Extract provided:
--- START ---
When a Performance Problem Surfaces After You Take Over
One of the trickiest situations a newly promoted manager can face is discovering that a performance issue existed before they ever took the reins. You didn't witness it, you didn't document it, and you certainly didn't cause it — but now it's sitting on your desk and it's your problem to solve. This scenario is more common than most management guides acknowledge, and handling it well requires a clear head, a fair process, and a firm commitment to accountability.
Whether the issue involves a disengaged employee, a complaint from a volunteer or client, or a pattern of dismissive behavior that nobody formally addressed, the steps you take in the next few weeks will define both your credibility as a leader and the future performance standard of your team.
Why You Can't Simply Ignore Pre-Existing Performance Problems
It might be tempting to reason that because the behavior happened before your promotion, it's not your responsibility to address it. That thinking is understandable but ultimately flawed. As the current manager, you inherit the full landscape of your team — the wins, the gaps, and yes, the unresolved issues.
Ignoring a documented complaint, especially one from someone external like a volunteer or client, sends a damaging message to your organization and to the person who raised the concern. It also signals to the underperforming employee that problematic behavior carries no consequences, which makes it far more likely to continue or escalate. Worse, it puts you in a legally and professionally precarious position if the behavior resurfaces and it comes out that you knew about it and did nothing.
The good news is that addressing past performance issues is entirely within your authority as a manager, even when those issues predate you.
--- END ---
Labeling and segmentation records:
--- START ---
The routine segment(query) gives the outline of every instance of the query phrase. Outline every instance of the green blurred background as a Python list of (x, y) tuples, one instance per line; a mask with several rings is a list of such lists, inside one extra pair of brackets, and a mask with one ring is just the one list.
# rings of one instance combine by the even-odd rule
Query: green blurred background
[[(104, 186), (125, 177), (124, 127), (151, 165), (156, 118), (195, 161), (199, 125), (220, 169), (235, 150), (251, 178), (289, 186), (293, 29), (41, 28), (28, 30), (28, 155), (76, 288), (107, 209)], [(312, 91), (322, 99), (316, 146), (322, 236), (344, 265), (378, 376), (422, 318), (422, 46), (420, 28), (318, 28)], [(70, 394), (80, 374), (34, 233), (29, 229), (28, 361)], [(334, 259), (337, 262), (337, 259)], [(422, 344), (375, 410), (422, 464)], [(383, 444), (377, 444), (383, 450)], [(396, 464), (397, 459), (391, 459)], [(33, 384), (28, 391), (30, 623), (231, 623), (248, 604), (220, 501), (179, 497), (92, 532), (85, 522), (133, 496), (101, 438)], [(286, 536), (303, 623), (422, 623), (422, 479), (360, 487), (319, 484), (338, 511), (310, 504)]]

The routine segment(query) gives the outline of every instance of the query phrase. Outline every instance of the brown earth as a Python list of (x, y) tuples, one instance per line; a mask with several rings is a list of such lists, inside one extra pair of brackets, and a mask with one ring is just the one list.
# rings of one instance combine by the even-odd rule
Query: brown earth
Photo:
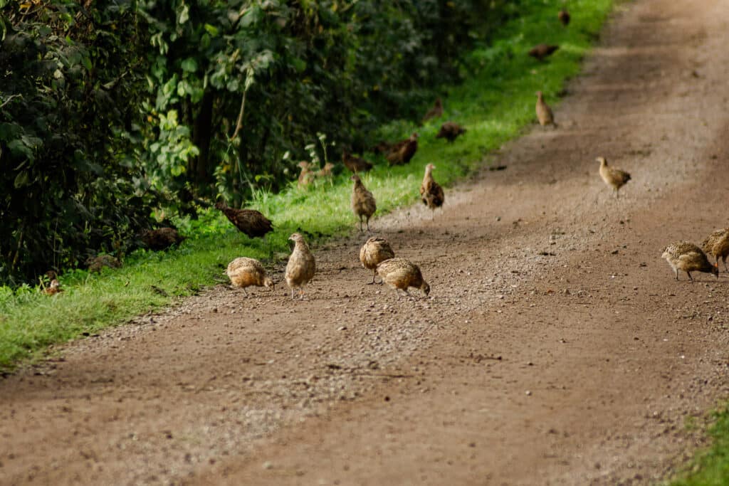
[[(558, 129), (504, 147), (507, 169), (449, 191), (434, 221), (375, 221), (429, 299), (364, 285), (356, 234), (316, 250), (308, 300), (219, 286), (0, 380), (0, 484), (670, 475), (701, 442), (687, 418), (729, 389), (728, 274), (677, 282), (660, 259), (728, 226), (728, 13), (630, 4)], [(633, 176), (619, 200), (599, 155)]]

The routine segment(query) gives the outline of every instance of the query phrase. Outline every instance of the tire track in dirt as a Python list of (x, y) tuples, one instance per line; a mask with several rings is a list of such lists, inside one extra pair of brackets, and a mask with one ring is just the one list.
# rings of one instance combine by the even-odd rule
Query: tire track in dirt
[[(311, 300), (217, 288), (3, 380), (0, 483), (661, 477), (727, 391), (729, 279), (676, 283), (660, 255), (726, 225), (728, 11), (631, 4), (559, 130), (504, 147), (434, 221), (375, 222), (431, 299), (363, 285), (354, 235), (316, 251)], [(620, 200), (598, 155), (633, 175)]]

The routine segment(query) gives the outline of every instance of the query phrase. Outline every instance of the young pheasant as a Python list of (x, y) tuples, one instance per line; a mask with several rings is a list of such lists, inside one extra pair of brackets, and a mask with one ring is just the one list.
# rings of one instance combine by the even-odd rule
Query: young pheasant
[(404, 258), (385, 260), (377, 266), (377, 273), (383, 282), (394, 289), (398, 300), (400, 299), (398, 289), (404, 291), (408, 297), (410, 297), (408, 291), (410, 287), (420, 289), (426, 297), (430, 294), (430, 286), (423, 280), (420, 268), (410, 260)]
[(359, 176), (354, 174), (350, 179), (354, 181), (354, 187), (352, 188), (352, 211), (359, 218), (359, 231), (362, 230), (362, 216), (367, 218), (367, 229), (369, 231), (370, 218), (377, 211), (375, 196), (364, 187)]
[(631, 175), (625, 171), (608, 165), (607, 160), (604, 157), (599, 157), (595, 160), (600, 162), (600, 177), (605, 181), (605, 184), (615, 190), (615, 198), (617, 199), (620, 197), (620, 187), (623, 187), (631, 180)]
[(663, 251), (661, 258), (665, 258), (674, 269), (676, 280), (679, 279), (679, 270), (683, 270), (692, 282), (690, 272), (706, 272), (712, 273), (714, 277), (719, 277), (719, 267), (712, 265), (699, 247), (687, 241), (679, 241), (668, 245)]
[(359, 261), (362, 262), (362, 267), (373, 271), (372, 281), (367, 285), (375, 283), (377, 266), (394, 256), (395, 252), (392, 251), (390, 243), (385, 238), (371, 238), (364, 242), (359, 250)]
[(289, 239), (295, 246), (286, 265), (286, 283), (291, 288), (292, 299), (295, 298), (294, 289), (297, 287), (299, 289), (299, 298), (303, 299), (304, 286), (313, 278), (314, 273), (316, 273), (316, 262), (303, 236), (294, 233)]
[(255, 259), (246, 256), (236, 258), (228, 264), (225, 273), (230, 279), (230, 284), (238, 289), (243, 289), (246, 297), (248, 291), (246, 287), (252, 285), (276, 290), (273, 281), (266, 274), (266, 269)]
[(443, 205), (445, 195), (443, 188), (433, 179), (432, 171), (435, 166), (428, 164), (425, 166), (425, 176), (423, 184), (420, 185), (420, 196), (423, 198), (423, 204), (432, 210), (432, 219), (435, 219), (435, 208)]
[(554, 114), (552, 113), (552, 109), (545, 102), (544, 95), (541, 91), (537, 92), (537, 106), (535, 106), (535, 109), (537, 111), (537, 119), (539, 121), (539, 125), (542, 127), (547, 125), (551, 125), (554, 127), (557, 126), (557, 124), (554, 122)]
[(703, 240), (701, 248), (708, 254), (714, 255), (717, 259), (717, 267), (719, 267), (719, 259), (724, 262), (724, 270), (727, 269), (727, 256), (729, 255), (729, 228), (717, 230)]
--- END ---
Objective A: From the article on inherited performance problems, copy the passage from "When a Performance" up to and including "commitment to accountability.".
Objective B:
Answer these questions from the article on inherited performance problems:
(i) What three things does handling the scenario well require?
(ii) What does a current manager inherit, according to the article?
(iii) What does ignoring a complaint signal to the underperforming employee?

Answer A:
When a Performance Problem Surfaces After You Take Over
One of the trickiest situations a newly promoted manager can face is discovering that a performance issue existed before they ever took the reins. You didn't witness it, you didn't document it, and you certainly didn't cause it — but now it's sitting on your desk and it's your problem to solve. This scenario is more common than most management guides acknowledge, and handling it well requires a clear head, a fair process, and a firm commitment to accountability.

Answer B:
(i) A clear head, a fair process, and a firm commitment to accountability.
(ii) The full landscape of the team: the wins, the gaps, and the unresolved issues.
(iii) That problematic behavior carries no consequences.